Soal Latihan ::
Lanjutkan kutipan halaman tentang teori belajar kognitif, dimulai setelah kalimat terakhirnya.

6.      Hubungannya dengan hakekat pembelajaran
7.      Pengaruhnya terhadap proses pembelajaran
8.      Aplikasi teori kognitif dalam kegiatan pembelajaran

C.      Tujuan
            Penulisan makalah ini bertujuan untuk :
1.       Mengetahui pengertian teori belajar kognitif
2.      Mengetahui konsep teori belajar kognitif
3.      Mengetahui macam-macam teori belajar kognitif
4.      Mengetahui prinsip-prinsip dasar menurut teori Gestalt
5.      Mengetahui ciri-ciri belajar kognitif
6.      Mengetahui hubungannya dengan hakekat pembelajaran
7.      Mengetahui pengaruhnya terhadap proses pembelajaran
8.      Mengetahui aplikasi teori kognitif dalam kegiatan pembelajaran



BAB II
PEMBAHASAN

A.      Pengertian Teori Belajar Kognitif
Psikologi kognitif mulai diperkenalkan pada akhir abad XIX yaitu dengan lahirnya teori belajar Gestalt, dan salah satu tokoh psikologi Gestald adalah Max. Istilah “Cognitive” berasal dari kata cognition artinya adalah pengertian, mengerti. Pengertian yang luasnya cognition (kognisi) adalah perolehan, penataan, dan penggunaan pengetahuan. Dalam pekembangan selanjutnya, kemudian istilah kognitif ini menjadi populer sebagai salah satu wilayah psikologi manusia/satu konsep umum yang mencakup semua bentuk pengenalan yang meliputi setiap perilaku mental yang berhubungan dengan masalah pemahaman, memperhatikan, memberikan, menyangka, pertimbangan, pengolahan informasi, pemecahan masalah, pertimbangan, membayangkan, memperkirakan, berpikir dan keyakinan. Termasuk kejiwaan yang berpusat di otak ini juga berhubungan dengan konasi (kehendak) dan afeksi (perasaan) yang bertalian dengan rasa. Menurut para ahli jiwa aliran kognitifis, tingkah laku seseorang itu senantiasa didasarkan pada kognisi, yaitu tindakan mengenal atau memikirkan situasi dimana tingkah laku itu terjadi.
Teori belajar kognitif berpandangan bahwa belajar merupakan proses mental aktif untuk memperoleh, mengingat dan menggunakan pengetahuan.  Hal ini sesuai dengan pendapat Woolfolk 2004 (dalam Pribadi, 2009) bahwa teori belajar kognitif sebagai pendekatan umum yang memandang belajar sebagai proses mental aktif untuk memperoleh, mengingat dan menggunakan informasi dan pengetahuan.
Dalam pandangan teori belajar kognitif, siswa adalah individu yang aktif mempelajari ilmu pengetahuan. Dalam menempuh proses pembelajaran, siswa tidak hanya sekadar bersifat pasif dalam menerima pengetahuan. Siswa mencari informasi untuk mengatasi masalah yang dihadapi dan menyusun pengetahuan tersebut untuk memperoleh sebuah pemahaman baru. Konsep penting yang dikemukan dalam teori belajar kognitif adanya pemprosesan informasi yang menjelaskan tentang aktivitas pikiran individu dalam menerima, menyimpan dan menggunakan informasi yang dipelajari.

Materi Hasil Ekstraksi ::

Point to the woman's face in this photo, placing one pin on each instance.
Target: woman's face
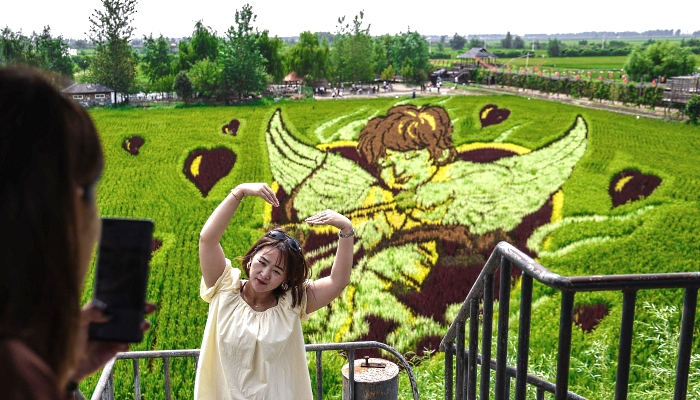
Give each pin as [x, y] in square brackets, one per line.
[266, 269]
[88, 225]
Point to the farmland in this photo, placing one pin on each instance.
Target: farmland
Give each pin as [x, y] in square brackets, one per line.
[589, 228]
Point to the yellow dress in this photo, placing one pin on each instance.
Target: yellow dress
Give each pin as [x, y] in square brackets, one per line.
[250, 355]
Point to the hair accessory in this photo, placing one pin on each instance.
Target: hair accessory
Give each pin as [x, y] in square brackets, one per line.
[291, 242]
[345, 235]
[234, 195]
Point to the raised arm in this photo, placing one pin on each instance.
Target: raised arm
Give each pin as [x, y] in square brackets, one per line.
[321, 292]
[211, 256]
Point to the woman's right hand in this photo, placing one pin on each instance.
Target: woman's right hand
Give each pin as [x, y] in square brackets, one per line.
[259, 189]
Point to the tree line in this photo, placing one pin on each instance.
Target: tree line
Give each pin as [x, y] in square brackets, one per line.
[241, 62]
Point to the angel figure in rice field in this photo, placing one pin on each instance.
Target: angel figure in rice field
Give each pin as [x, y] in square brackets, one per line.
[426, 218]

...

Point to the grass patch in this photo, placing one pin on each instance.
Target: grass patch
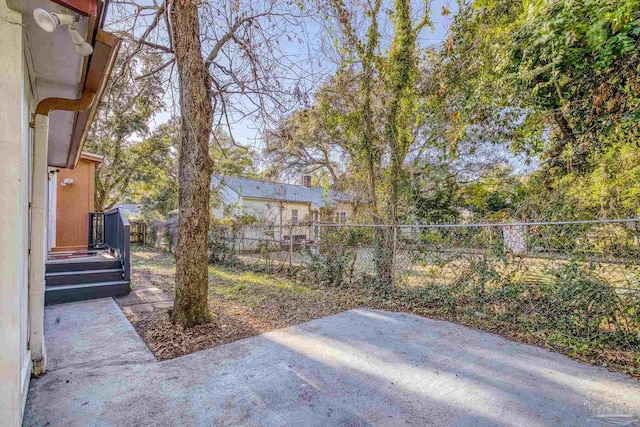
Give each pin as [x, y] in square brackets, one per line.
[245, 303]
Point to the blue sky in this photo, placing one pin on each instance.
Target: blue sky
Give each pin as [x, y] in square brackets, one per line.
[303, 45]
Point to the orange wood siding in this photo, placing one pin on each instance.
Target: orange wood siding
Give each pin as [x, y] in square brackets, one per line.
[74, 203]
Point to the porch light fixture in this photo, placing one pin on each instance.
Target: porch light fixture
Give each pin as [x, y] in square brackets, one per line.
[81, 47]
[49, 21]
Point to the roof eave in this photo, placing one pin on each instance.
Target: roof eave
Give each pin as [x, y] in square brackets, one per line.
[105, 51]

Jawaban Latihan ::
Teori belajar kognitif merupakan suatu teori belajar yang lebih mementingkan proses belajar daripada hasil belajar itu tersendiri. Menurut teori ini,ilmu pengetahuan dibangun dalam diri seorang individu melalui proses interaksi yang berkesinambungan dengan lingkungan. Proses ini tidak berjalan terpatah-patah, terpisah-pisah, tetapi melalui bersambung-sambung, menyeluruh, Ibarat seseorang yang memainkan musik, orang ini tidak “memahami” not-not balok yang terpampang di partitur sebagai informasi yang saling lepas berdiri sendiri, tetapi sebagai satu kesatuan yang secara utuh masuk ke pikiran dan perasaannya. Seperti juga juga ketika anda membaca tulisan ini, bukan alphabet-alphabet yang terpisah-pisah yang dapat diserap dan dikunyah dalam pikiran, tetapi adalah kata, kalimat, paragraf, yang kesemuanya itu seolah jadi satu, mengalir, menyerbu secara total bersamaan. Dalam praktik, teori ini antara lain terwujud dalam “tahap-tahap perkembangan” yang diusulkan oleh Jean Piaget, “belajar bermakna”nya Ausubel, dan “belajar penemuan secara bebas” (free discovery learning) oleh Jerome Bruner.

B.       Pengertian Belajar Menurut Teori Kognitif
Kognitif adalah salah satu ranah dalam taksonomi pendidikan. Secara umum kognitif diartikan potensi intelektual yang terdiri dari tahapan; pengetahuan (knowledge), pemahaman (comprehention), penerapan (aplication), analisa (analysis), sintesa (sinthesis), evaluasi (evaluation). Kognitif berarti persoalan yang menyangkut kemampuan untuk mengembangkan kemampuan rasional (akal).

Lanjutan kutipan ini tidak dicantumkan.